**TASK DESCRIPTION**. Omitting all pictures, copy word for word the lines from the line containing "Would you mind pointing out the sandy" through the final line of the entries.

**MATERIAL PROVIDED**.

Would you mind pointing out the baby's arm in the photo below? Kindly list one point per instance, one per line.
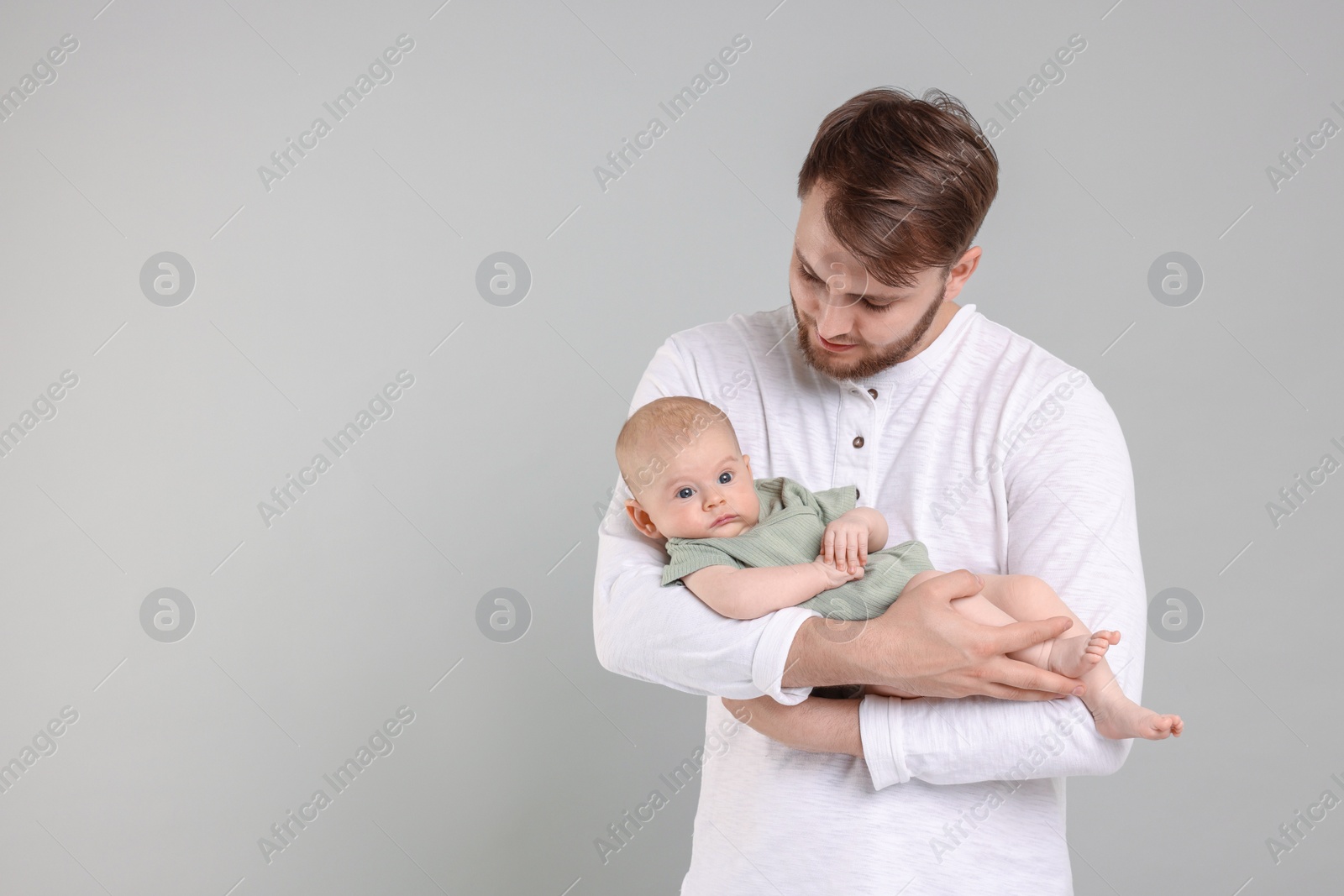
(754, 591)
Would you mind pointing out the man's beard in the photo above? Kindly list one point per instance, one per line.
(839, 367)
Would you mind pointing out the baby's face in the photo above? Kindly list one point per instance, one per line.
(706, 483)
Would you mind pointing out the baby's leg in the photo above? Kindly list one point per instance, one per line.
(1026, 597)
(1077, 653)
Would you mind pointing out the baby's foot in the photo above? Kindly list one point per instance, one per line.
(1126, 719)
(1072, 658)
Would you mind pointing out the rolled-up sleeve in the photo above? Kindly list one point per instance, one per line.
(1072, 521)
(665, 634)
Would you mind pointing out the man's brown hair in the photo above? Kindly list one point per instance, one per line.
(911, 181)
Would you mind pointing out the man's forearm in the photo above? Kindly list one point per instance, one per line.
(816, 725)
(827, 652)
(754, 591)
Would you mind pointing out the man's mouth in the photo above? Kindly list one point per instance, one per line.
(835, 347)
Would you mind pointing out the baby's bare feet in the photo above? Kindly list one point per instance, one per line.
(1072, 658)
(1126, 719)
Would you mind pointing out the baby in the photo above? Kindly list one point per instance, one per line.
(748, 547)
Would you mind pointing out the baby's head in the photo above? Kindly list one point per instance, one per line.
(679, 456)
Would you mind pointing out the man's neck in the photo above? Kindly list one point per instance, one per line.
(940, 322)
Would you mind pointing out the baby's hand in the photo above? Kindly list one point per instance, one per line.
(846, 543)
(837, 577)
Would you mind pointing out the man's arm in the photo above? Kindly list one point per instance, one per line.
(665, 634)
(1072, 521)
(753, 591)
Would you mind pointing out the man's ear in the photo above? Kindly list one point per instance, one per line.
(640, 517)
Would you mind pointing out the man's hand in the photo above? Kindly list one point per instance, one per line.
(846, 542)
(922, 645)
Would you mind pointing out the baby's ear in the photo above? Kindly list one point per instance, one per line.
(640, 517)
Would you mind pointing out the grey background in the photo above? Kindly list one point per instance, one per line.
(362, 261)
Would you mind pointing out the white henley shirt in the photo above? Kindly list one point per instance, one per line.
(1000, 458)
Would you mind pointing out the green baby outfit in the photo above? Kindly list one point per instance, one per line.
(793, 520)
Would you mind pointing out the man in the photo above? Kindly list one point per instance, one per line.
(965, 436)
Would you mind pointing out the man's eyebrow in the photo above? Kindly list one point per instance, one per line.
(812, 270)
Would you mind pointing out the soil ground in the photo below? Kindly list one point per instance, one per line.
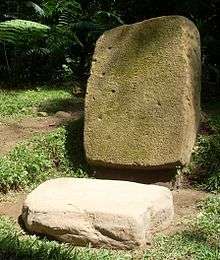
(185, 200)
(13, 132)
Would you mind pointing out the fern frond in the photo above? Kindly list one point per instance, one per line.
(15, 31)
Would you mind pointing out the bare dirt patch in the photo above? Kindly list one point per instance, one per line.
(185, 208)
(13, 132)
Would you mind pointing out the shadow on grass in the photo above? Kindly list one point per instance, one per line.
(66, 105)
(74, 144)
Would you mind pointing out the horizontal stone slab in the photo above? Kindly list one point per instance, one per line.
(103, 213)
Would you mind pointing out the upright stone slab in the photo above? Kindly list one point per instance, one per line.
(142, 102)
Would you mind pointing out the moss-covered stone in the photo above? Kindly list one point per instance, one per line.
(142, 102)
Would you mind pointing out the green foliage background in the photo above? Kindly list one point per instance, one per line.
(64, 52)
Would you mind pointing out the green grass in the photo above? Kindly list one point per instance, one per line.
(59, 153)
(200, 241)
(205, 164)
(23, 103)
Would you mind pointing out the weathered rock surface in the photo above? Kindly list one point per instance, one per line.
(112, 214)
(143, 96)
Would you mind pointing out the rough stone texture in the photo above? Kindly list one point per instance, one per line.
(142, 102)
(112, 214)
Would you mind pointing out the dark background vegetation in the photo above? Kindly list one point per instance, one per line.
(63, 52)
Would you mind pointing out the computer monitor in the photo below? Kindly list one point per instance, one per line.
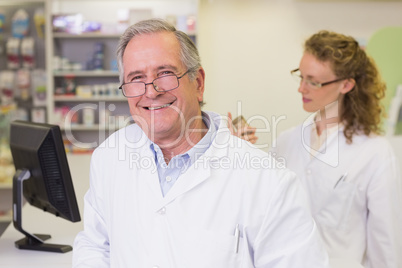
(42, 177)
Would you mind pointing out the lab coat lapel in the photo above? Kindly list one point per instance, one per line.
(201, 169)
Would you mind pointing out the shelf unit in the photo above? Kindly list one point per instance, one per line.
(110, 104)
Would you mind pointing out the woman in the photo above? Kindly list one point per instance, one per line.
(348, 169)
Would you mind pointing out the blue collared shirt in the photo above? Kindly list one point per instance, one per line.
(169, 174)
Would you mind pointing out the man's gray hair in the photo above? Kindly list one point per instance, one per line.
(188, 51)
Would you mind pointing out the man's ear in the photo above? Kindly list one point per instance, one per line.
(348, 85)
(200, 82)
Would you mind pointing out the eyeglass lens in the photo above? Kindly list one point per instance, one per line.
(164, 83)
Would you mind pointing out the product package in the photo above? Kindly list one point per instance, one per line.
(20, 24)
(39, 87)
(13, 53)
(28, 52)
(7, 84)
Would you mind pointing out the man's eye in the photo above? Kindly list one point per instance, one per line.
(314, 84)
(166, 73)
(136, 79)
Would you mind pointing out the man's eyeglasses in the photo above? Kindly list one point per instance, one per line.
(313, 85)
(160, 84)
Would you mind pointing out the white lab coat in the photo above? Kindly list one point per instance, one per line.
(359, 219)
(128, 223)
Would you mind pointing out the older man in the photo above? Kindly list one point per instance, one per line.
(176, 189)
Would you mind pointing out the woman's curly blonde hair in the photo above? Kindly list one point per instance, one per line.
(362, 111)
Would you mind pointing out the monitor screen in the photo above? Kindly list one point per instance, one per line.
(42, 177)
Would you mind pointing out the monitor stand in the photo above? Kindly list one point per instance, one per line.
(31, 241)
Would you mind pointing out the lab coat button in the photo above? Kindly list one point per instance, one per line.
(162, 211)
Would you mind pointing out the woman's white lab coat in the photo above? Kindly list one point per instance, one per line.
(128, 223)
(358, 215)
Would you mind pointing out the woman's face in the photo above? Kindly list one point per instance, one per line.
(315, 71)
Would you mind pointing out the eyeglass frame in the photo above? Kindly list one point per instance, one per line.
(153, 85)
(318, 85)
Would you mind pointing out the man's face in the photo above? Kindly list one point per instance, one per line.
(161, 115)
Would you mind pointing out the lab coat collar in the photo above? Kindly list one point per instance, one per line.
(195, 174)
(328, 153)
(201, 169)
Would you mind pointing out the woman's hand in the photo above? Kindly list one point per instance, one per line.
(242, 130)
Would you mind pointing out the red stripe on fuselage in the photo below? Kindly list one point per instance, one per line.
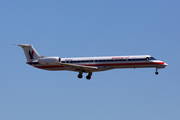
(110, 64)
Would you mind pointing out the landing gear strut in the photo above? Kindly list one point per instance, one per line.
(88, 77)
(156, 71)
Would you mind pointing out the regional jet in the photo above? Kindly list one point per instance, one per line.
(89, 64)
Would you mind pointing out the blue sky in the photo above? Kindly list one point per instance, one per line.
(90, 28)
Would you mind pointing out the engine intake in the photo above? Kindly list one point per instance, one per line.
(49, 60)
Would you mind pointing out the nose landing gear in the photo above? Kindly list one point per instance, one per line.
(88, 77)
(156, 72)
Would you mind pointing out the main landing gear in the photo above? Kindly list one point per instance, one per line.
(88, 77)
(156, 72)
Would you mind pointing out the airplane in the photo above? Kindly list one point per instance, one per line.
(89, 64)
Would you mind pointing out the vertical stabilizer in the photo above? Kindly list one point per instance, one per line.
(30, 53)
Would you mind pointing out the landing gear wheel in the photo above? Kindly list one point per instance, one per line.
(80, 76)
(88, 77)
(156, 73)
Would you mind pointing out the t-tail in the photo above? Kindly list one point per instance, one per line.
(30, 53)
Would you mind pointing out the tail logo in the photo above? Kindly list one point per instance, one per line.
(31, 54)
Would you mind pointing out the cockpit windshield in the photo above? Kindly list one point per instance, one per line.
(152, 58)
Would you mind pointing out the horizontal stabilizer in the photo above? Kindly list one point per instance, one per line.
(75, 66)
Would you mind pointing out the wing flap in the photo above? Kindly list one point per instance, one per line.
(81, 67)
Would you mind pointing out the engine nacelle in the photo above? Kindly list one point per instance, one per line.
(49, 60)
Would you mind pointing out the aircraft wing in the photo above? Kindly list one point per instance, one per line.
(79, 67)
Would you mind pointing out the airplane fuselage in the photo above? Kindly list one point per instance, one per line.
(89, 64)
(106, 63)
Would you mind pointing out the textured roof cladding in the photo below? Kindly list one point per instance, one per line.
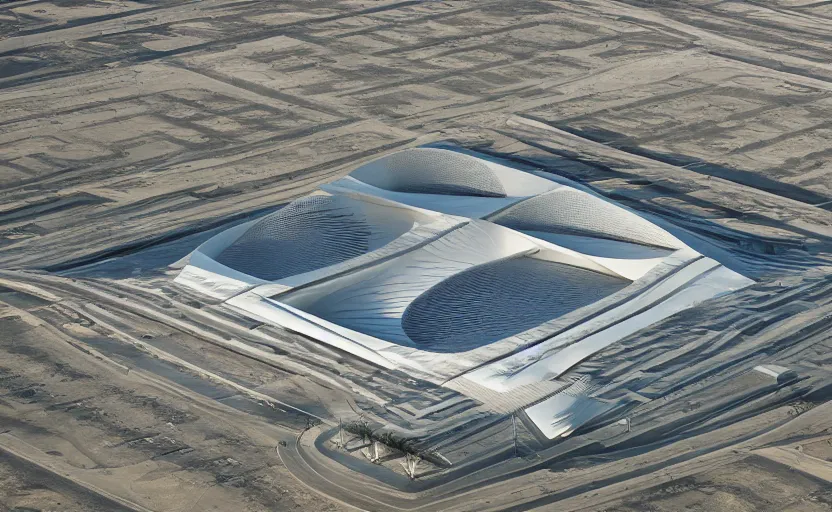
(308, 234)
(570, 211)
(497, 300)
(432, 171)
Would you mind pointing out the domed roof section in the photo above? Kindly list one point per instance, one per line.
(491, 302)
(312, 233)
(574, 212)
(432, 171)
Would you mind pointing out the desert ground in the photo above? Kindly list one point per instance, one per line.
(133, 131)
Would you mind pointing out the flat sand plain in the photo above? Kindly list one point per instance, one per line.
(131, 131)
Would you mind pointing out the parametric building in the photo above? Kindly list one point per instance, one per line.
(490, 280)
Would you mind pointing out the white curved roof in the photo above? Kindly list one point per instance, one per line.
(455, 267)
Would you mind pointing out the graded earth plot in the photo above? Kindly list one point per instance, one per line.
(462, 272)
(612, 161)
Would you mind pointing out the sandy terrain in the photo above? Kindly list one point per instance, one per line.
(132, 131)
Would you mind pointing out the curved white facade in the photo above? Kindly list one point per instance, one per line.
(458, 270)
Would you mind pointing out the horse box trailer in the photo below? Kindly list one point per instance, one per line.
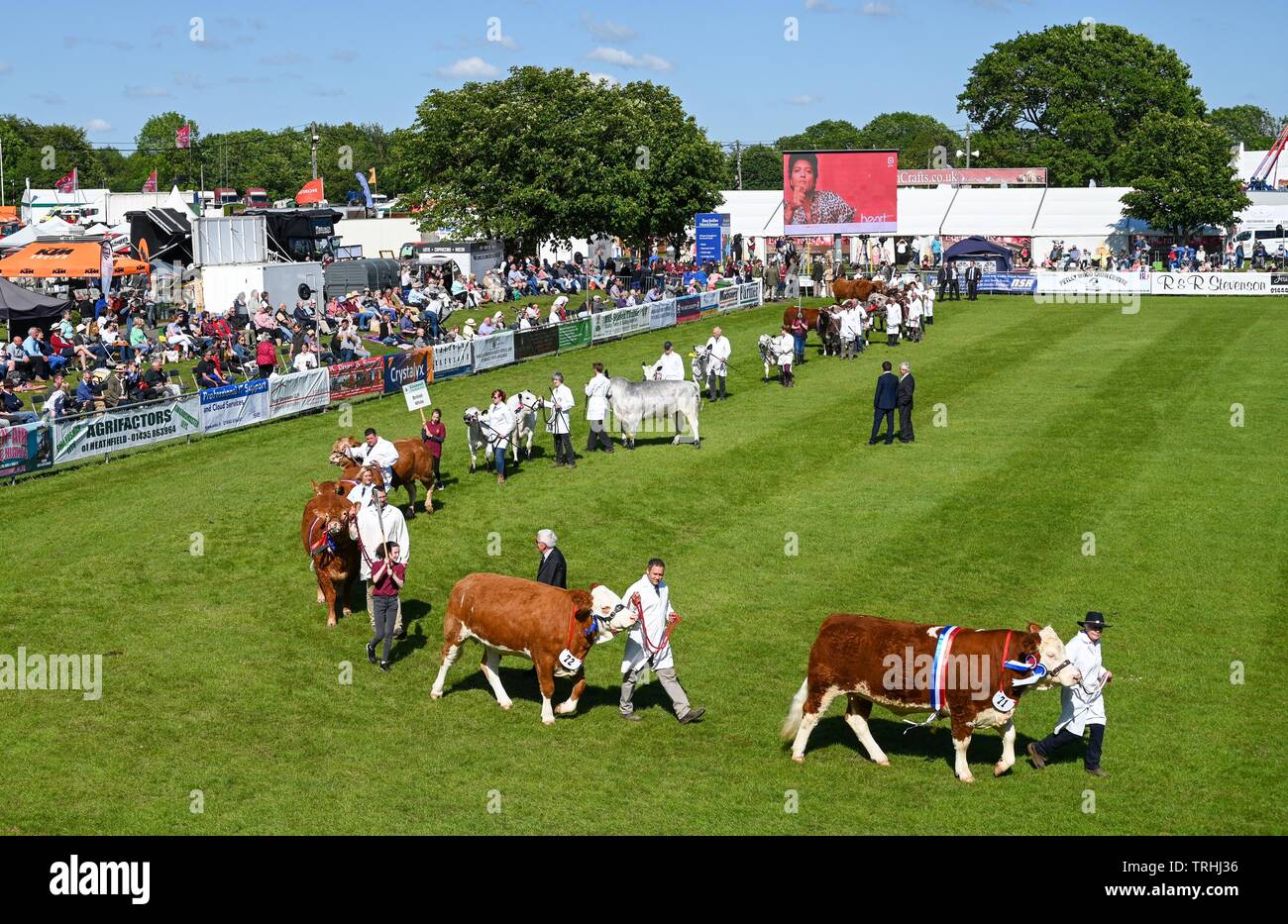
(222, 284)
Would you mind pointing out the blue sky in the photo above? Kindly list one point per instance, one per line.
(107, 67)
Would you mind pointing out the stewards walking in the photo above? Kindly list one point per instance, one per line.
(553, 569)
(884, 403)
(907, 385)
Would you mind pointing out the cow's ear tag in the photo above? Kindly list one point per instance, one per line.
(570, 661)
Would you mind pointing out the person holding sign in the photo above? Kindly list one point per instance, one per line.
(561, 403)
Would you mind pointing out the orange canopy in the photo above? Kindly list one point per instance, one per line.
(71, 260)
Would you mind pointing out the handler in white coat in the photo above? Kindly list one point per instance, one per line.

**RESPONSE**.
Would you mind pointing out the sandy terrain in the photo above? Kindly list one point per instance, one per line.
(132, 131)
Would you mind pointing out the curved white facade in the photo above? Kindly list one point per instance, one per line.
(458, 270)
Would you mind pointing out the horse box trailer in the photo below? Kindly list one point per instance, one per line.
(222, 284)
Would you mind pointing out the blue sky in the photo above? Kindly list one point per instance, one per line.
(107, 67)
Would you mind pointing out the stewards walking in the photo above? Kindly list one point per instance, one per line.
(553, 569)
(884, 403)
(907, 385)
Would you mind pointing out the cow's ear tag in the photo above? Kindly list one point per instance, one per line.
(570, 661)
Would you mind pointing out the person holding sign in the photo above? Kindly list one point per instance, one per line.
(561, 403)
Would you mind pointing out the orange canopy in the photo above? Kindly list one point per instance, one per line.
(71, 260)
Would you mind pointing out the handler in white coat in the photo above? Kindly list one point per instance, one per line.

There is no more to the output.